Let nj be the fraction of people with repertoire \(R_{j} ,\quad j = 1, \ldots ,7\). Then, we get
$$P_{com}^{2} = 1 - n_{1} \left( {n_{2} + n_{3} + 2n_{6} } \right) - n_{2} \left( {n_{1} + n_{3} + 2n_{5} } \right) - n_{3} \left( {n_{1} + n_{2} + 2n_{4} } \right)$$
(4)

The probabilities \(P_{com}^{3}\) and \(P_{com}^{4}\) are comparable polynomials of degree three and four, but too lengthy to be presented here. As a numerical example, let \(n_{1} = 0.63\), \(n_{2} = 0.10\), \(n_{3} = 0\), \(n_{4} = 0.12\), \(n_{5} = 0.11\), \(n_{6} = 0\) and \(n_{7} = 0.04\). For this distribution of skills, we obtain \(P_{com}^{2} = 0.85\), \(P_{com}^{3} = 0.74\) and \(P_{com}^{4} = 0.66\). If we assume the above distribution and duration of meeting sizes (\(f_{2} = 0.3, \;f_{3} = 0.5\), \(f_{4} = 0.2\).), then we get \(\phi_{com}^{{\bar{m}}} = 0.74\) and \(\phi_{com} = 0.76\).

= = =

_Set tasks_:
1/ Do the following statements agree with the excerpt on communication probabilities? Answer yes or no for each, and quote the words of the excerpt that decide it.
(a) The excerpt gives the full formulas for the three-person and four-person probabilities.
(b) The three-person and four-person probabilities are polynomials of degree three and four.
(c) The numerical example describes a distribution of incomes.
2/ In the numerical example of the excerpt on communication probabilities, what fraction of people has repertoire R7?
3/ Pick up the excerpt on communication probabilities after its final sentence and continue it.

= = =

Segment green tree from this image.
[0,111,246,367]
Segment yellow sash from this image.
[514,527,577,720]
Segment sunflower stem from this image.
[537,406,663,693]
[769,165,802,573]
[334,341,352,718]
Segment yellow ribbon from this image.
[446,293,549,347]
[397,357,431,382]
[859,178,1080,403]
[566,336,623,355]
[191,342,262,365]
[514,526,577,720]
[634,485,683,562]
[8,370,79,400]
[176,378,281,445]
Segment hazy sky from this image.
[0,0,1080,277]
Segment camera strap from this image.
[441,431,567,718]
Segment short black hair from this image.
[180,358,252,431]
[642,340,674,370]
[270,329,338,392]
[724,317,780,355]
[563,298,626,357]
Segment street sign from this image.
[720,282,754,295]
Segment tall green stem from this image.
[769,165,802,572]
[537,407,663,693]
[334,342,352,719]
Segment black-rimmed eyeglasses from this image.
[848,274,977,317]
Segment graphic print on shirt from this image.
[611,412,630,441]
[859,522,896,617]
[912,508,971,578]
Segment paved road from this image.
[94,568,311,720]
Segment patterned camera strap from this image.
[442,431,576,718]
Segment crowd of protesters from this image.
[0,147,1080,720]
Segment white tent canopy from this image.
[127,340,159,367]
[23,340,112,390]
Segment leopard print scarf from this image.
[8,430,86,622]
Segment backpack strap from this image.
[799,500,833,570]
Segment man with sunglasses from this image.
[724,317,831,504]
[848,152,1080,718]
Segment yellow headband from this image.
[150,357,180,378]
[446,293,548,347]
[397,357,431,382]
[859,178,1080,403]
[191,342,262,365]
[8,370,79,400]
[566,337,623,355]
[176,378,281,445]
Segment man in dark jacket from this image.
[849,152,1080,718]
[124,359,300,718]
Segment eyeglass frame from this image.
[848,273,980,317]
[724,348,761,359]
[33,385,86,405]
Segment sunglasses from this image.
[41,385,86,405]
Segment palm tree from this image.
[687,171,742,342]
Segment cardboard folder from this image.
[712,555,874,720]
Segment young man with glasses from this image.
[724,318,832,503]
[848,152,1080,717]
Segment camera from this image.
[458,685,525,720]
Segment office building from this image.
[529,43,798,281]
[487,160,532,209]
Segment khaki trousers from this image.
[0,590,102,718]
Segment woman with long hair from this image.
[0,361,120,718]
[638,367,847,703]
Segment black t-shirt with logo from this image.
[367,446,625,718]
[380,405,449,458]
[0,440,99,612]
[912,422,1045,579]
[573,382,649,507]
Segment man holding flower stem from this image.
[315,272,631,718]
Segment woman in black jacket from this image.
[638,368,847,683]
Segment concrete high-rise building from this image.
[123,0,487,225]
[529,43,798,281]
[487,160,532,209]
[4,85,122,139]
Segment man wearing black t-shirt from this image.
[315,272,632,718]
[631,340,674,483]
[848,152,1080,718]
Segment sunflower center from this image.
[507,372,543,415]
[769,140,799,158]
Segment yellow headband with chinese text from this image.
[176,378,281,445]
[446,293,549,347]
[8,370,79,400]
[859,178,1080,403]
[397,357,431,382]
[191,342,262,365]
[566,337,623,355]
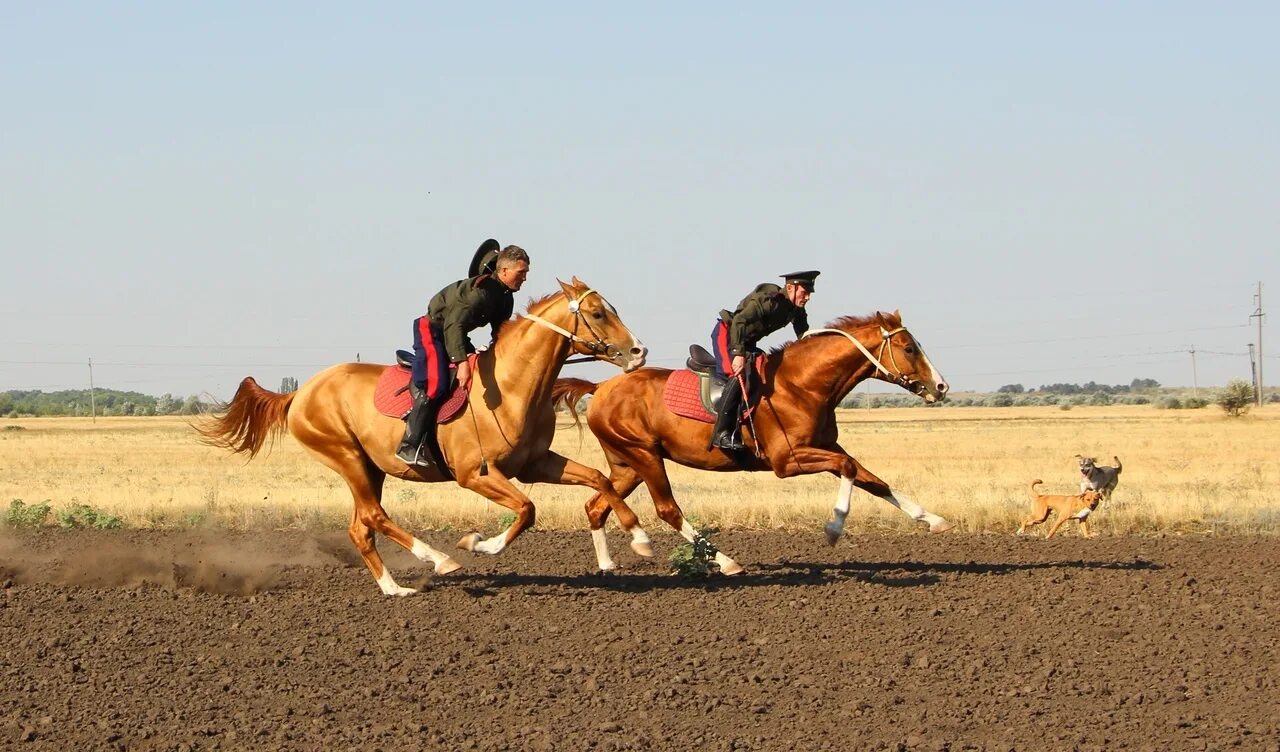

= = =

_Responses per task_:
1/
(a) No: "too lengthy to be presented here"
(b) Yes: "comparable polynomials of degree three and four"
(c) No: "For this distribution of skills"

2/ 0.04

3/
2.2 Polyglottal Communication

The second index measures the probability that all members of a group can communicate with each other taking advantage of all active and receptive skills within the group. For every individual i and language l we have a variable \(\beta_{l}^{i}\), where \(\beta_{l}^{i} = 2\) if individual i has sufficient receptive and productive skills in language l, \(\beta_{l}^{i} = 1\) if individual i has only receptive skills in l and \(\beta_{l}^{i} = 0\) else. Here, the linguistic repertoire of individual i is a vector \(\beta^{i} = \left( {\beta_{1}^{i} , \ldots ,\beta_{L}^{i} } \right)\) comprised of zeros, ones and twos. Note, that the vector \(\beta\) contains more information than the \(\alpha\). Given \(\beta_{l}^{i}\), we can derive \(\alpha_{l}^{i}\) via \(\alpha_{l}^{i} = 1,\) if \(\beta_{l}^{i} = 2,\) and \(\alpha_{l}^{i} = 0\) else. As for the common language, we can derive the probability that in a randomly composed group with m members, every individual can use a language in which all the other individuals in the group have at least receptive knowledge. This probability of successful communication is denoted by \(P_{poly}^{m}\). How to derive \(P_{poly}^{m}\) is explained in the Appendix 1. As before, based on estimates on the median meeting size \(\bar{m}\) and/or the frequencies of certain groups compositions or meeting size sizes pm, we get two indices:
$$\phi_{poly}^{{\bar{m}}} = P_{poly}^{{\bar{m}}}$$
(5)
If m can vary, we get:
$$\phi_{poly} = \mathop \sum \limits_{m} f_{m} \cdot P_{poly}^{m}$$
(6)
As an example, we consider two languages and groups of two people. We have the repertoires
  • R1 = (2,0), productive skills in language 1, no skills in language 2;

  • R2 = (0,2), productive skills in language 2, no skills in language 1;

  • R3 = (2,1), productive skills in language 1, receptive skills in language 2;

  • R4 = (1,2), productive skills in language 2, receptive skills in language 1;

  • R5 = (2,2), productive skills in both languages.

The probability that two people who meet randomly can communicate with each other is given by
$$P_{poly}^{2} = 1 - 2\left( {n_{1} n_{2} + n_{1} n_{4} + n_{2} n_{3} } \right)$$
(7)
where \(n_{j}\), \(j = 1, \ldots ,5\), is the fraction of people with repertoire \(R_{j}\). A numerical example for \(m = 2\), \(m = 3\) and \(m = 4\) is provided in Sect. 2.5.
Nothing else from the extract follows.